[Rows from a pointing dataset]

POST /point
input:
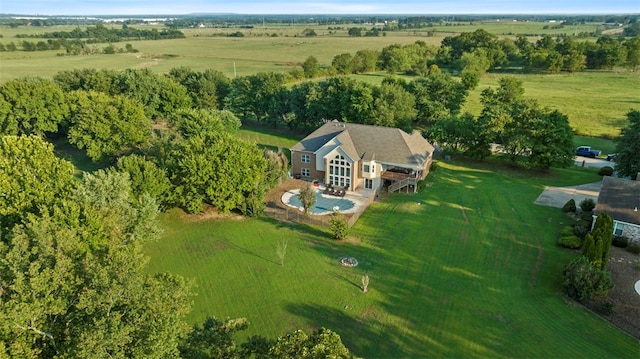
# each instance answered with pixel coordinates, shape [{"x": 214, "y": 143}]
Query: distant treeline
[{"x": 100, "y": 34}]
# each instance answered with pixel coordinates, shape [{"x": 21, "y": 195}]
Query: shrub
[
  {"x": 570, "y": 206},
  {"x": 606, "y": 171},
  {"x": 583, "y": 281},
  {"x": 620, "y": 241},
  {"x": 566, "y": 231},
  {"x": 571, "y": 242},
  {"x": 633, "y": 247},
  {"x": 338, "y": 226},
  {"x": 606, "y": 307},
  {"x": 587, "y": 204},
  {"x": 581, "y": 229}
]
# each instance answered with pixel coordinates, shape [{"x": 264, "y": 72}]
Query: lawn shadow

* _REQUIRED WORK_
Render all of the records above as a numbered list, one line per item and no blank lines. Leave the pictures out of the answer.

* _OUTPUT_
1. POST /point
2. input:
3. # each instance answered with pixel coordinates, shape [{"x": 214, "y": 143}]
4. Query: distant treeline
5. [{"x": 100, "y": 34}]
6. # each instance answered with pixel coordinates, shape [{"x": 21, "y": 195}]
7. Query: shrub
8. [
9.   {"x": 570, "y": 206},
10.   {"x": 606, "y": 171},
11.   {"x": 583, "y": 281},
12.   {"x": 620, "y": 241},
13.   {"x": 566, "y": 231},
14.   {"x": 571, "y": 242},
15.   {"x": 633, "y": 247},
16.   {"x": 338, "y": 226},
17.   {"x": 606, "y": 307},
18.   {"x": 587, "y": 204},
19.   {"x": 581, "y": 229}
20. ]
21. # each instance answered with pixel coordinates, shape [{"x": 264, "y": 72}]
22. Query: lawn shadow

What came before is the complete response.